§ Questions:
#1 Write out the project feedback word for word, from "You might consider" to "useful to you.".
#2 List the contextual topics that the project feedback suggests reordering, in their current order.

Lots of evidence of clear planning, which of course is needed for a long animation process. Also a deep honesty runs throughout the work, it is a revealing autobiographical process - including the most recent finding that you were taken off the NHS list years ago!
You might consider reading a bit about autoethnography as a methodology, it goes further than just autobiography and explores the feelings, the emotions and identity of you in the process of making and in who you are. This is fundamentally what your work is about but some of the more formal autoenthographic ideas might be useful to you.
In our discussions about your work we wondered if you could reorientate the structure. There are 2 suggestions here that need to be considered together, but they are just that, suggestions for you to reflect on:
1. Firstly, what would happen if you reversed your contextual order
so instead of…
— 1. Gender Recognition Laws on self ID - highlights how a doctor would not be more qualified than the individual to diagnose gender dysphoria
— 2. Auto / biographical films and animations that allow you to resonate and emphasise with a person / group of people
— 3. Judith Butler - gender is performative
... you look at these in the reverse order to make culture:
— 1. Judith Butler - gender is performative
— 2. Auto / biographical films and animations that allow you to resonate and emphasise with a person / group of people
— 3. Gender Recognition Laws on self ID - highlights how a doctor would not be more qualified than the individual to diagnose gender dysphoria
2. secondly, perhaps you should engage with your structure as a set of shorter animations, rather than a single long-form piece? Maybe the events that punctuate your life are more significant than the chronological narrative?

§ Given information:
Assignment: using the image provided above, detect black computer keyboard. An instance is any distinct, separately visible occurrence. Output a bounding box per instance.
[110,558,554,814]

§ List of answers:
#1
You might consider reading a bit about autoethnography as a methodology, it goes further than just autobiography and explores the feelings, the emotions and identity of you in the process of making and in who you are. This is fundamentally what your work is about but some of the more formal autoenthographic ideas might be useful to you.

#2
1. Gender Recognition Laws on self ID - highlights how a doctor would not be more qualified than the individual to diagnose gender dysphoria
2. Auto / biographical films and animations that allow you to resonate and emphasise with a person / group of people
3. Judith Butler - gender is performative